# The task
Return the following data exactly, with all pictures left out.

Point-per-instance localization data:
· · · · ·

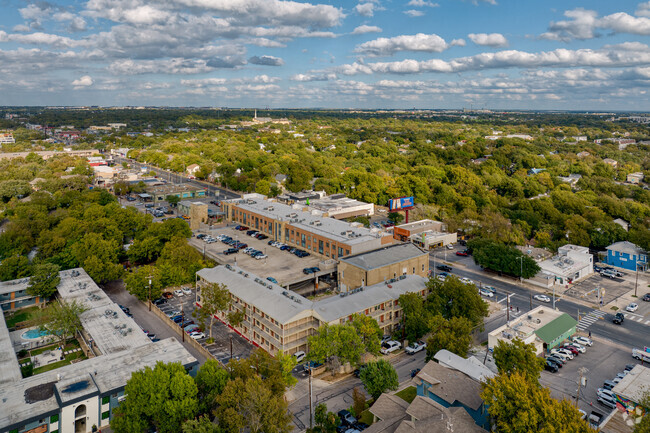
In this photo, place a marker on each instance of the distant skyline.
(425, 54)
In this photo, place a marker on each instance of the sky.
(369, 54)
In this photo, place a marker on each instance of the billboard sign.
(401, 203)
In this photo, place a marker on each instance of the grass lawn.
(408, 394)
(366, 417)
(68, 360)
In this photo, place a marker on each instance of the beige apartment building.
(379, 266)
(277, 319)
(301, 227)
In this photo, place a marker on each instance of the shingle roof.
(555, 328)
(384, 257)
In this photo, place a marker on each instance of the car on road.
(619, 318)
(583, 340)
(390, 346)
(485, 292)
(415, 347)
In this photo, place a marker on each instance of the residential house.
(627, 255)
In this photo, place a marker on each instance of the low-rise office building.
(542, 327)
(299, 226)
(277, 319)
(381, 265)
(73, 398)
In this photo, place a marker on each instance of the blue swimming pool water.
(33, 334)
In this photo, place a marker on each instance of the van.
(609, 385)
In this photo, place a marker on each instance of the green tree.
(215, 297)
(210, 380)
(61, 319)
(518, 404)
(517, 356)
(163, 397)
(44, 280)
(452, 298)
(14, 267)
(369, 331)
(454, 335)
(378, 377)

· · · · ·

# Completed task
In this photo, place a marker on each instance of the distant skyline.
(425, 54)
In this photo, place a marker on each instance of the sky.
(369, 54)
In this photo, place a marker on each instance of the billboard sign.
(401, 203)
In this photo, place a marker on each instance of the grass lawn.
(408, 394)
(366, 417)
(68, 360)
In this photo, place a marker on each instance of the beige apartment building.
(379, 266)
(277, 319)
(301, 227)
In this photo, place a marker on each instance of the shingle roof.
(555, 328)
(384, 257)
In this photo, place a marker on each instance of the car on road.
(619, 318)
(583, 340)
(390, 346)
(485, 292)
(415, 347)
In this photo, place a marker on each instance of the residential house.
(627, 255)
In this photo, place a marker on each instance of the low-rise office building.
(542, 327)
(299, 226)
(277, 319)
(381, 265)
(73, 398)
In this photo, place a marker on each instance of the blue swimming pool water.
(33, 334)
In this photo, place a marker on each instance of the van.
(609, 385)
In this photo, place a marker on each instance of the green tree.
(215, 297)
(210, 380)
(61, 319)
(518, 404)
(517, 356)
(163, 397)
(44, 280)
(452, 298)
(14, 267)
(369, 331)
(454, 335)
(378, 377)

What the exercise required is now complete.